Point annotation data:
-- START --

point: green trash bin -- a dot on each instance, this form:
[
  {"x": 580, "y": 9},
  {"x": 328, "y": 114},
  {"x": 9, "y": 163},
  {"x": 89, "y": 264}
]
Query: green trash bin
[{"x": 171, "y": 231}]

-- END --

§ WHAT IS NEEDED
Put every line of the rows above into a JSON list of strings, with one string for each line and no blank lines.

§ ANSWER FOR THE TASK
[
  "point: green trash bin -- a dot on each instance, this form:",
  "[",
  "  {\"x\": 580, \"y\": 9},",
  "  {\"x\": 328, \"y\": 114},",
  "  {\"x\": 9, \"y\": 163},",
  "  {\"x\": 89, \"y\": 264}",
  "]",
  "Query: green trash bin",
  "[{\"x\": 171, \"y\": 231}]"
]